Detection annotation rows
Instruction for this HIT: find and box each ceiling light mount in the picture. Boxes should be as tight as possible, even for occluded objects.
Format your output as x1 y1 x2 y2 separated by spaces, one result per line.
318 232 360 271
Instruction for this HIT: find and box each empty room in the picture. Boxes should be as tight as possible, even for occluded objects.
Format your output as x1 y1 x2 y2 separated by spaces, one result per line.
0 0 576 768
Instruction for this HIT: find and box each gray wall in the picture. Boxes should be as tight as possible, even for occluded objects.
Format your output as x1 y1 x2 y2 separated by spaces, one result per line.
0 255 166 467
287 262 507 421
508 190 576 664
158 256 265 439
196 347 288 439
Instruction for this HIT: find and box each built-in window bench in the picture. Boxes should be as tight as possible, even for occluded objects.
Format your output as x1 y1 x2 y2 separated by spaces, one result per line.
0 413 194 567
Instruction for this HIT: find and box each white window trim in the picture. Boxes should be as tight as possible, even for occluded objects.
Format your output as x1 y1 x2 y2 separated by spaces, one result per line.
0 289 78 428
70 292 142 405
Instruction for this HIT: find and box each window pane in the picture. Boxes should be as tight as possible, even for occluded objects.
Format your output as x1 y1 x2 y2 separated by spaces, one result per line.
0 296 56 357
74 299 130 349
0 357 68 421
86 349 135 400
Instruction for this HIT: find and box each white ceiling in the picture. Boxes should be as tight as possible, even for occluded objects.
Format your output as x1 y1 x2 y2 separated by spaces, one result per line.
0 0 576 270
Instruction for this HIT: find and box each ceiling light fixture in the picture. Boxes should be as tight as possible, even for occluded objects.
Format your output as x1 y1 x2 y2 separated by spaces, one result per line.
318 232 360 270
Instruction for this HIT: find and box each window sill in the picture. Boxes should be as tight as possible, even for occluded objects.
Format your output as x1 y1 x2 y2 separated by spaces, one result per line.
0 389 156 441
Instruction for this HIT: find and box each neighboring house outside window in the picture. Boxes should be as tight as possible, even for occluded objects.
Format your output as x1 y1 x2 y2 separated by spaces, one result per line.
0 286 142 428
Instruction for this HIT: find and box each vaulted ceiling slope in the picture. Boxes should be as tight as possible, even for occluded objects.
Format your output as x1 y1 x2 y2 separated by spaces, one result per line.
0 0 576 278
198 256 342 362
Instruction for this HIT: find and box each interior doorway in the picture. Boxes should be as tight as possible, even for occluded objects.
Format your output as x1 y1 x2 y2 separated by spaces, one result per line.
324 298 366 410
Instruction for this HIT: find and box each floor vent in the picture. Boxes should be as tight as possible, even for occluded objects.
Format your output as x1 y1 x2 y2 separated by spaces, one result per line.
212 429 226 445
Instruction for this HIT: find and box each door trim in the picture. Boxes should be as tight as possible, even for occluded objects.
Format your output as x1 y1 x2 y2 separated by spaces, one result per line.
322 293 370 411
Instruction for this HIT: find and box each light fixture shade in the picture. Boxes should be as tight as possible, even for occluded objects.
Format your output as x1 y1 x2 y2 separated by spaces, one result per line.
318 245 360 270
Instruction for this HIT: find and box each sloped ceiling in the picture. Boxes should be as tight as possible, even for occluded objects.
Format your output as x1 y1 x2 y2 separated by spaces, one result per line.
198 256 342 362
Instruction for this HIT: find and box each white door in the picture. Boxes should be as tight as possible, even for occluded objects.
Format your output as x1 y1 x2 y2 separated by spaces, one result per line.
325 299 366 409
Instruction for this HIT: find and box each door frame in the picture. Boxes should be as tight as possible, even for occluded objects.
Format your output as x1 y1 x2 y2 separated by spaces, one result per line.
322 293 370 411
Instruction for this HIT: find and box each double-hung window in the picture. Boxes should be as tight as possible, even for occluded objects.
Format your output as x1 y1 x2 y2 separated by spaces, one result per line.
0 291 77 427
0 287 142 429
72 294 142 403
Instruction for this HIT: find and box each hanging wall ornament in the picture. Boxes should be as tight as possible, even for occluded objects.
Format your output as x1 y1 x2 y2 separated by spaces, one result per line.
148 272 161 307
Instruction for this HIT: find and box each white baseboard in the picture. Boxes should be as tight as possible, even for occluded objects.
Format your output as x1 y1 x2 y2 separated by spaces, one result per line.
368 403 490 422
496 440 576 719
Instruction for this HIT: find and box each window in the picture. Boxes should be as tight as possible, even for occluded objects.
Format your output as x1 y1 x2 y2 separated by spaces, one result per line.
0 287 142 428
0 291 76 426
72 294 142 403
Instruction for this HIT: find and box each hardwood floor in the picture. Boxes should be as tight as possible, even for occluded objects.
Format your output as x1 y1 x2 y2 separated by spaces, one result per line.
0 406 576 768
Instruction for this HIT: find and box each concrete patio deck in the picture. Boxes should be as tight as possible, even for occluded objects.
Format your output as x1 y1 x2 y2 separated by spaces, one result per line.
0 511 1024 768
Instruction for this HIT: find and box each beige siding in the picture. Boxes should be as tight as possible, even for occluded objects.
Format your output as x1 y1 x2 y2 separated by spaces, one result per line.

** Goal of the exercise **
Rewrite the lines from the one containing "Instruction for this HIT: find and box each white baseboard" through the end of the rows, inclusive, as a Markdown table with the columns No. and Text. Number each line and leave out blank lines.

** The solution **
| No. | Text |
|---|---|
| 1 | Instruction for this HIT: find and box each white baseboard in the picture. Boxes should be as tight as possible, even for occluded objects. |
| 2 | Format your output as x1 y1 x2 y2 separated by spaces, one result per line. |
| 3 | 368 403 490 422 |
| 4 | 496 440 576 719 |
| 5 | Instruction for this HIT: find and box each window in the picture. Boxes should be as tight as possible, even for occluded objects. |
| 6 | Format your output as x1 y1 x2 y2 separated by spaces, one result per line. |
| 7 | 0 287 142 428 |
| 8 | 0 291 76 426 |
| 9 | 72 294 142 403 |
| 10 | Instruction for this HIT: find and box each hardwood floor in the picture. Boxes should be as tight as possible, even for occluded objects. |
| 11 | Format your output as x1 y1 x2 y2 separated by spaces, one result per line. |
| 12 | 0 406 576 768 |
| 13 | Instruction for this HIT: find and box each concrete patio deck in the picture. Boxes should be as tight as possible, even for occluded objects. |
| 14 | Format your output as x1 y1 x2 y2 separated by spaces, one result per line. |
| 15 | 0 511 1024 768 |
| 16 | Instruction for this HIT: find and box each beige siding in the picture. Boxes should be as tight as possible, even for occluded objects. |
| 17 | Format your output as x1 y1 x2 y2 separated by spaces, one result per line. |